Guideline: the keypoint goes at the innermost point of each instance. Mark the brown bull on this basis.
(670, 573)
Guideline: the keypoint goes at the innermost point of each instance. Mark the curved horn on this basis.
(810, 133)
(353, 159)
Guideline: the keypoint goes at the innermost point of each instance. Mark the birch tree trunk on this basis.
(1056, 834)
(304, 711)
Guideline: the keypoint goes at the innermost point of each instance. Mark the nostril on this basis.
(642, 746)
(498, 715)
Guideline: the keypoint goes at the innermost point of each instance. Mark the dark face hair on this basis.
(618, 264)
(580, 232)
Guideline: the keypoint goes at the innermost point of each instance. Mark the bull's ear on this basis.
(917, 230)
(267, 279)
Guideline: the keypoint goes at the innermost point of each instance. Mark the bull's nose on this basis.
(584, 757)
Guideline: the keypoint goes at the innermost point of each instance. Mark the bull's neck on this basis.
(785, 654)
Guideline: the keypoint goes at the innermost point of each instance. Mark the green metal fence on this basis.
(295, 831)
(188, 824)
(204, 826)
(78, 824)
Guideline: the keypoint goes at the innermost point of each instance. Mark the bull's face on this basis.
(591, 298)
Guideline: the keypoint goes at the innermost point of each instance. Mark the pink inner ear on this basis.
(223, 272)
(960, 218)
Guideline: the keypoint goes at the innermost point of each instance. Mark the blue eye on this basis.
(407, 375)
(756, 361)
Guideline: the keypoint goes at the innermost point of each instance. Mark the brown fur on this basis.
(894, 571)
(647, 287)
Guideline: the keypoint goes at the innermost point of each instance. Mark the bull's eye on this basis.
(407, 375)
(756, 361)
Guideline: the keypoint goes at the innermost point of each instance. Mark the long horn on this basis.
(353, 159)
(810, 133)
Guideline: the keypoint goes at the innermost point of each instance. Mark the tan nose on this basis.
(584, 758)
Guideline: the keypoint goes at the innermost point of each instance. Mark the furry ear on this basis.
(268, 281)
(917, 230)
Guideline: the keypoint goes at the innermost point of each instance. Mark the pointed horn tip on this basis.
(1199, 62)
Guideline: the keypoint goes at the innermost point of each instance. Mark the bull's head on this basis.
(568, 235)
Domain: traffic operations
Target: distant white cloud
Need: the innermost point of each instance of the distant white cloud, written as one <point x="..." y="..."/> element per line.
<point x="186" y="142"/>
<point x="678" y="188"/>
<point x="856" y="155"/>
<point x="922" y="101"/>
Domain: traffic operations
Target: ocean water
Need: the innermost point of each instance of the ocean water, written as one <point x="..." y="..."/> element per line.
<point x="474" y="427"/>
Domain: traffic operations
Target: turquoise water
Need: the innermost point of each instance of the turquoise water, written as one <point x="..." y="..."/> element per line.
::::
**What to work on**
In full and without alteration, transcribe the listing above.

**Result**
Guideline: the keypoint goes at the innermost point of each instance. Mark the brown bull on this basis.
(670, 573)
Guideline: the keypoint goes at the innermost point of each instance. Mark the curved horn on this basis.
(810, 133)
(353, 159)
Guideline: the keypoint goes at the innermost point of each instance. Mark the birch tree trunk on this basis.
(1056, 834)
(304, 711)
Guideline: the keypoint goes at the innermost point of each instance. Mark the nostril on this basis.
(642, 746)
(498, 715)
Guideline: the keypoint goes at the innermost point of each instance. Mark the dark face hair on this basis.
(618, 264)
(580, 232)
Guideline: the keypoint goes at the innermost point of each instance. Mark the bull's ear on this basis.
(917, 230)
(267, 279)
Guideline: the keypoint goes at the innermost point of each instance. Mark the bull's nose on this basis.
(584, 757)
Guideline: the keypoint goes at the innermost point of each instance. Mark the bull's neck on this basis.
(785, 654)
Guideline: the keypoint goes at the innermost point of each instance. Mark the green metal fence on this basis.
(295, 831)
(188, 824)
(204, 826)
(78, 824)
Guideline: the keypoint goes at the innermost point of each instance. Mark the bull's face on this basis.
(591, 298)
Guideline: the keypoint goes at the innermost point of each instance. Mark the pink inner ear on this basis.
(223, 272)
(960, 218)
Guideline: the keypoint goes at the innermost point of each instance. Mark the blue eye on this basis.
(407, 375)
(756, 361)
Guideline: the keypoint goes at the innermost point of each instance. Mark the brown fur on this basis.
(894, 571)
(647, 287)
Guideline: the keypoint goes at the innermost point of each instance. Mark the bull's eye on this basis.
(407, 375)
(756, 361)
Guideline: the keypoint goes at the innermost point of each instance. Mark the long horn on this basis.
(353, 159)
(810, 133)
Guideline: the keypoint goes at the innermost point of each instance. Mark the tan nose on this basis.
(584, 758)
Guideline: the keypoint goes at the innermost point of each instance. Mark the furry ear on this basis.
(268, 281)
(917, 230)
Guideline: the keypoint goes at the innermost point of each instance. Mark the pointed horn tip on this basis.
(1199, 62)
Guideline: the keypoint goes at the innermost point of each instance. Mark the bull's head on this basis.
(568, 235)
Domain: traffic operations
Target: distant white cloud
Need: the innermost point of each instance of the distant white cloud, written as one <point x="..." y="..."/> element per line.
<point x="186" y="142"/>
<point x="678" y="188"/>
<point x="856" y="155"/>
<point x="922" y="101"/>
Domain: traffic operations
Target: ocean water
Need: the innermost point of each instance of the ocean water, written as one <point x="..." y="..."/> element per line.
<point x="474" y="427"/>
Domain: traffic operations
Target: turquoise water
Need: the innermost point of each instance of the turquoise water, written as one <point x="..." y="..."/> element per line.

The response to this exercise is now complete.